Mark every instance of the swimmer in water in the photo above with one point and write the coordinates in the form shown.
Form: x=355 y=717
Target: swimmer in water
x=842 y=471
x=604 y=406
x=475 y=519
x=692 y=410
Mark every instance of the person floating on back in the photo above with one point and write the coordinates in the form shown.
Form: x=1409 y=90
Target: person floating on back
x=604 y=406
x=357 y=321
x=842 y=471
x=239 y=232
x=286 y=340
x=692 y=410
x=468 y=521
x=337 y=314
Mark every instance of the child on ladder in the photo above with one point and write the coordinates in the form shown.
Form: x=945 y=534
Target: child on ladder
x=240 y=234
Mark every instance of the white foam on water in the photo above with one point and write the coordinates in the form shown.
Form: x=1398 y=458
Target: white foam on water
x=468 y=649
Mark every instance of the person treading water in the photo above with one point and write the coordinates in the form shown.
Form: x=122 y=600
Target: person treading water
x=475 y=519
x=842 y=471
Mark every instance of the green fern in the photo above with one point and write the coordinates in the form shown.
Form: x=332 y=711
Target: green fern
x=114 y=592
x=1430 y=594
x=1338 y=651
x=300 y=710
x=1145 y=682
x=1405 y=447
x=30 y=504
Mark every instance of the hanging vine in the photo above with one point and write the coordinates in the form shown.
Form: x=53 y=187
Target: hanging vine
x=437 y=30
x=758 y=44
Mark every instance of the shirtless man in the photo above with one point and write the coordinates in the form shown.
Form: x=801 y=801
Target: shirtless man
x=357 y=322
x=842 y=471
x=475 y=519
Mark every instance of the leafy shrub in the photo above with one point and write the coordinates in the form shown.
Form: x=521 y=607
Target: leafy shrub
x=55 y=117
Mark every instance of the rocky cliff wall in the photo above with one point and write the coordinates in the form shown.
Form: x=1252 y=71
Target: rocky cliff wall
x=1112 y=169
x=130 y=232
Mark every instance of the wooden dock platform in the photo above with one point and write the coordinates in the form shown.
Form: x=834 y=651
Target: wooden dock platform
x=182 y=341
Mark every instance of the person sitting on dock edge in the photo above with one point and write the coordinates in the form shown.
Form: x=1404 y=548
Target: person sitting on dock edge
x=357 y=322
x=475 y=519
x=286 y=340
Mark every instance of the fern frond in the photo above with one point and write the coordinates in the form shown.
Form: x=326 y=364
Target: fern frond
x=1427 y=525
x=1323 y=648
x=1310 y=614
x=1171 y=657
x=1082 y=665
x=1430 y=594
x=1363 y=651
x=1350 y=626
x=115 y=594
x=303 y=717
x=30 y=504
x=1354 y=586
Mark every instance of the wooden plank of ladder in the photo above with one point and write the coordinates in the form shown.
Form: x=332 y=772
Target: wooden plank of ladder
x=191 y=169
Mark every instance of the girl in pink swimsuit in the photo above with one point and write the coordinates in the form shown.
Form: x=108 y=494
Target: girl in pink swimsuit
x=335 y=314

Job - Reproduce every entry above word for word, line by line, from first to last.

Correct result -
Mark every instance of the swimmer in water in the photo above with one point and write the coordinates in the form shown.
Form: x=355 y=717
Target: swimmer in water
x=842 y=471
x=604 y=406
x=475 y=519
x=692 y=410
Mark every instance of the person floating on back in the photo above with one point and write the coordinates in the form shown.
Form: x=1409 y=90
Target: person floating on back
x=604 y=406
x=357 y=321
x=842 y=471
x=239 y=232
x=286 y=340
x=692 y=410
x=468 y=521
x=337 y=314
Mark every instance of the child on ladder in the photo above with one point and write the coordinates in the form shown.
Form: x=945 y=534
Target: child on ladder
x=240 y=234
Mark every instance of the white foam on water in the photo above with one point and write the coordinates in the form shown.
Form: x=1398 y=458
Target: white foam on water
x=468 y=649
Mark every instance of the person treading water in the photo above with one point and write the coordinates in the form shown.
Form: x=122 y=600
Target: person treading water
x=475 y=519
x=842 y=471
Mark every instance of the green fern in the photo above with one point and write the coordinates in the form shown.
Form: x=332 y=711
Target: green fern
x=114 y=592
x=1430 y=594
x=1338 y=651
x=300 y=710
x=1145 y=682
x=1405 y=447
x=30 y=504
Mark every instance of the hanging vine in the photo above with one point and write the coordinates in the form shown.
Form: x=53 y=187
Target: hanging vine
x=437 y=30
x=758 y=44
Mark every instance of the shirtless man in the photo above with one point and write the coordinates in the form shown.
Form: x=801 y=801
Target: shirtless man
x=357 y=322
x=842 y=471
x=475 y=519
Mark every instance of the leafy shrub in the photo above with one point and write the coordinates in the form shown.
Form: x=521 y=607
Target: leafy shrub
x=55 y=117
Mark every instance of the rocky cliff wall in the photo above with one point and write the coordinates in the form shown.
Form: x=1252 y=71
Target: rocky cliff wall
x=1112 y=169
x=130 y=232
Mark every instance of the wooden dock platform in the photo above with one point and write the coordinates in the form shown.
Form: x=834 y=651
Target: wooden dock platform
x=182 y=341
Mark every instance of the person sitting on dock edge in the photo above with one point and write the coordinates in the form shown.
Form: x=1404 y=548
Target: person sitting on dock edge
x=357 y=322
x=475 y=519
x=286 y=340
Mark every instance of the fern frond in the photo above with one point and write the coordinates in the form shown.
Form: x=326 y=364
Target: fern frond
x=1427 y=525
x=1323 y=648
x=1310 y=614
x=1171 y=657
x=1082 y=665
x=1430 y=594
x=1363 y=651
x=1350 y=626
x=115 y=594
x=303 y=717
x=30 y=504
x=1354 y=586
Mark every instance of the wooden plank of ladder in the photo above with one point and write the coordinates in the form shown.
Form: x=332 y=772
Target: wooden plank of ladder
x=191 y=169
Mark every instance of the girl in pink swimsuit in the photo above with one point and write the coordinates in the form shown.
Form: x=108 y=494
Target: girl in pink swimsuit
x=335 y=314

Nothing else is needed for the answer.